「If you could drop a marker on the stone molding」を含む行から項目の最後までを、「carved stone bracket」を「carved stone corbel」に書き換え、ほかは一切変えずに示してください。この範囲だけを出力してください。

*** 提供された項目

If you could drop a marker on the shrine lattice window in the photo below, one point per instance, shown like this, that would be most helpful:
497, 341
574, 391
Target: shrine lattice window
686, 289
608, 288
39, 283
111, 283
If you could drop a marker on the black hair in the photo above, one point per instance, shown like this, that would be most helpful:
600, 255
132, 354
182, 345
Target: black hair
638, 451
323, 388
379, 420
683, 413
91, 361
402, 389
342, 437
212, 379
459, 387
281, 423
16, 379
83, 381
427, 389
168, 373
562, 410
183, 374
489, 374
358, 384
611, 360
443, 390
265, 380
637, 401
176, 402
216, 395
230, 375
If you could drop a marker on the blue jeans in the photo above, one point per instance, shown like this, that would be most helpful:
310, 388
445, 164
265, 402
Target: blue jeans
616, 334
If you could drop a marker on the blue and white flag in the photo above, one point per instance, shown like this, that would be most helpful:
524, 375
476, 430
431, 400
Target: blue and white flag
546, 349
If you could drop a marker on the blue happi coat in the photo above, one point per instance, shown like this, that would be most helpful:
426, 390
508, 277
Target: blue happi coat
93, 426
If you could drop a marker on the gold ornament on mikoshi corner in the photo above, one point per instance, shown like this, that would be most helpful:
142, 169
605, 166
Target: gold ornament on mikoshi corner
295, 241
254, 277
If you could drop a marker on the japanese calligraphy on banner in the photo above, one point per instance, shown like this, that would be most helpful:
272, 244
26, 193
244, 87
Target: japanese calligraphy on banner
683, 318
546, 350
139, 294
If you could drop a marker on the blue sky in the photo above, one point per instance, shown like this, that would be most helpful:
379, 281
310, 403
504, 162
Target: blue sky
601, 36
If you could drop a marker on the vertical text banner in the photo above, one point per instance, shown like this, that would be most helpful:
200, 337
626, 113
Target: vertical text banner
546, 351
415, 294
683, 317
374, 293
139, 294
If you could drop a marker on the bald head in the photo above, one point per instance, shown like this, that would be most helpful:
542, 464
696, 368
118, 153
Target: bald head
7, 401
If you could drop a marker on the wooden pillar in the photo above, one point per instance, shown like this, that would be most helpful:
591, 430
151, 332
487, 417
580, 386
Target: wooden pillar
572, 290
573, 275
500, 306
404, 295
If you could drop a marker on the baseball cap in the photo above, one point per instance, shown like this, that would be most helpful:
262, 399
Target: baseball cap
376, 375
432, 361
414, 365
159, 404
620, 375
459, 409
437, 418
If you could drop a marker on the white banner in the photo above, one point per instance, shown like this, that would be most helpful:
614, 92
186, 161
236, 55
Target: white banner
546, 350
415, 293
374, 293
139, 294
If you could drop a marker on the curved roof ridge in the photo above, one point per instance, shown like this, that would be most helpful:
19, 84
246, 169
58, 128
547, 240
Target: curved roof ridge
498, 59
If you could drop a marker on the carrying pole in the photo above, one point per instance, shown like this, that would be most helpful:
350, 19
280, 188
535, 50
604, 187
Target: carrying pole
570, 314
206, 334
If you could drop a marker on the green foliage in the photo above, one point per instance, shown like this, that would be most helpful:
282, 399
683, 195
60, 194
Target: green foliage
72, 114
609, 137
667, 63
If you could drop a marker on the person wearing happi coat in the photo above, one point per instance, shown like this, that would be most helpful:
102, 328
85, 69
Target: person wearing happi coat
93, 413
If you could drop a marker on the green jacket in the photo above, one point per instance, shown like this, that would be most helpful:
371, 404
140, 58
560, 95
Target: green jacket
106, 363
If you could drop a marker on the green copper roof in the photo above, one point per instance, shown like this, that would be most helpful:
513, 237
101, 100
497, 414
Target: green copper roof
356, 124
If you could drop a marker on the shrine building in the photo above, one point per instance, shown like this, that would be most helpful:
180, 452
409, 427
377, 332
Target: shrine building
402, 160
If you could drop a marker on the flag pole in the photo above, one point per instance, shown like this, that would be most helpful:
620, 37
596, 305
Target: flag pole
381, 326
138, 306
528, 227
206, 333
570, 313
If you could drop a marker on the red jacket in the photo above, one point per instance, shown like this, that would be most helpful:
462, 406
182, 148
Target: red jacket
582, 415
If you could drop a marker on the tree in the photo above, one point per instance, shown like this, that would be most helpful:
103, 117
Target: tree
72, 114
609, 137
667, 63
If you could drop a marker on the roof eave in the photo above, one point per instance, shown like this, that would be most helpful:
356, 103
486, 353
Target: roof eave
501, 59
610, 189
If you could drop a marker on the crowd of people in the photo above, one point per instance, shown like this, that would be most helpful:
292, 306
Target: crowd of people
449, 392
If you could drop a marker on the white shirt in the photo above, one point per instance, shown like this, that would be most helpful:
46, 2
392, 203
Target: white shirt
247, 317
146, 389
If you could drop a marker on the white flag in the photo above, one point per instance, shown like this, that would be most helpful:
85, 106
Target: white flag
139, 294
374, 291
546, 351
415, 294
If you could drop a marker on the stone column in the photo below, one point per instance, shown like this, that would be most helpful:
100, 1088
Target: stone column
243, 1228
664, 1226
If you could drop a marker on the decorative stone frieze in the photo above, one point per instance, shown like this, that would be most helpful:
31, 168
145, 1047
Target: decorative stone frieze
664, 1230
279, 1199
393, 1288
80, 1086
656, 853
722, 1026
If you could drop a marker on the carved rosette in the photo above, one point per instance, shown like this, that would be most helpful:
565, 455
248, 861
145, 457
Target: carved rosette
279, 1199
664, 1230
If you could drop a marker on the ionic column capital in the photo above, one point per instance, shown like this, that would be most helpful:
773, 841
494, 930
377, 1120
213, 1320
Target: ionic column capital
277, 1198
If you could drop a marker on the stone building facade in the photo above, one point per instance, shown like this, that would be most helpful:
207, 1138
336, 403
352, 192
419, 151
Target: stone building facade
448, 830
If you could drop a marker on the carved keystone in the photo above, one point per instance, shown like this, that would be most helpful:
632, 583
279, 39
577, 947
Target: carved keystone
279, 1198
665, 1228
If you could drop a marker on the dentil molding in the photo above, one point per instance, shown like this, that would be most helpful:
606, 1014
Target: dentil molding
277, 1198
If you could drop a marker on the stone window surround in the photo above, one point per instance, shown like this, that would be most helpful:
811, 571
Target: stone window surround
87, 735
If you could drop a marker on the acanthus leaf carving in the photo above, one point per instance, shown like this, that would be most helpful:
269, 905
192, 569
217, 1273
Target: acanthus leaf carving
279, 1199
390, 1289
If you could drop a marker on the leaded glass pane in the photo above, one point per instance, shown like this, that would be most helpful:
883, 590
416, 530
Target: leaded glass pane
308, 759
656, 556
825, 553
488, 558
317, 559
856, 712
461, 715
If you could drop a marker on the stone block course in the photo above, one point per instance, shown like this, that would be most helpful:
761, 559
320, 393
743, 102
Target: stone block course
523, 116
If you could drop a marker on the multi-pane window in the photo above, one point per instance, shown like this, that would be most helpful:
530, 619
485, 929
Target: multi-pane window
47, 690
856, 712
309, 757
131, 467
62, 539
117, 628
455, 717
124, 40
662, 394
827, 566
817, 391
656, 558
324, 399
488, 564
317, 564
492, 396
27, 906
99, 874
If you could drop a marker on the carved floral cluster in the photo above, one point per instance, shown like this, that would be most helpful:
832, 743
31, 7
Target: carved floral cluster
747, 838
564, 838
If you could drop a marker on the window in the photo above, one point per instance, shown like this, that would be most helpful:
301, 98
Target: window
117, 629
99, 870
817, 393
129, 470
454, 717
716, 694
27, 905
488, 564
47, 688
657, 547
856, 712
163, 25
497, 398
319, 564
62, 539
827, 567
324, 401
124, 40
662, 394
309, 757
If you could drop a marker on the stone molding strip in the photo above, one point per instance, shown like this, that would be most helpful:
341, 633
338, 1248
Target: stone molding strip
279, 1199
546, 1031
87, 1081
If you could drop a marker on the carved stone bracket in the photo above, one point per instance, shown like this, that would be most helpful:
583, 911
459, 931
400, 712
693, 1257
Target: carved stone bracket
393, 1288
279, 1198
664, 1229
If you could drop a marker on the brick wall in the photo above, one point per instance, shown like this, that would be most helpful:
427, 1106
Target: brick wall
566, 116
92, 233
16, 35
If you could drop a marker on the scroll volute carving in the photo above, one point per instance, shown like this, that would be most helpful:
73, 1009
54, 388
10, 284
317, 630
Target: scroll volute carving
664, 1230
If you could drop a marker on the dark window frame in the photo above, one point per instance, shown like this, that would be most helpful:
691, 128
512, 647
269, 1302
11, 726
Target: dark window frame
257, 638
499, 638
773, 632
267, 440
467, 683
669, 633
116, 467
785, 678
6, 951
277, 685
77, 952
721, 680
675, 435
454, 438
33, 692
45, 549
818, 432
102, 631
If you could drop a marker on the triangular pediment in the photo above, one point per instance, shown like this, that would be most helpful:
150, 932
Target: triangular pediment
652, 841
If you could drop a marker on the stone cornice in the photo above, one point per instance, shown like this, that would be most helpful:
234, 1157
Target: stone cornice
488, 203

******

• _課題の解答_
If you could drop a marker on the stone molding strip in the photo above, one point per instance, shown like this, that would be most helpful:
341, 633
338, 1248
Target: stone molding strip
279, 1199
546, 1031
87, 1081
If you could drop a marker on the carved stone corbel in the photo above, one point per instance, shown like this, that would be most helpful:
583, 911
459, 931
400, 712
693, 1257
Target: carved stone corbel
393, 1288
279, 1198
664, 1229
If you could drop a marker on the brick wall in the photo above, one point per instance, shown like this, that would be most helpful:
427, 1106
Target: brick wall
566, 116
92, 233
16, 35
If you could drop a marker on the scroll volute carving in the photo above, one point per instance, shown like this, that would be most helpful:
73, 1009
54, 388
10, 284
317, 630
Target: scroll volute carving
664, 1230
If you could drop a marker on the dark window frame in the photo above, one point per instance, shown like this, that would be most helpful:
691, 128
512, 647
269, 1302
11, 726
Target: dark window frame
257, 638
499, 638
773, 632
267, 440
467, 683
669, 633
116, 467
785, 678
6, 951
277, 685
77, 952
721, 680
675, 435
454, 438
33, 692
45, 549
818, 432
102, 631
If you could drop a marker on the triangular pediment in the photo above, one point per instance, shown like this, that would be most helpful:
150, 932
Target: triangular pediment
652, 841
If you could drop a marker on the stone cornice in the photo above, one point per instance, shown like this, that would be most helpful:
234, 1157
Target: stone cornice
488, 203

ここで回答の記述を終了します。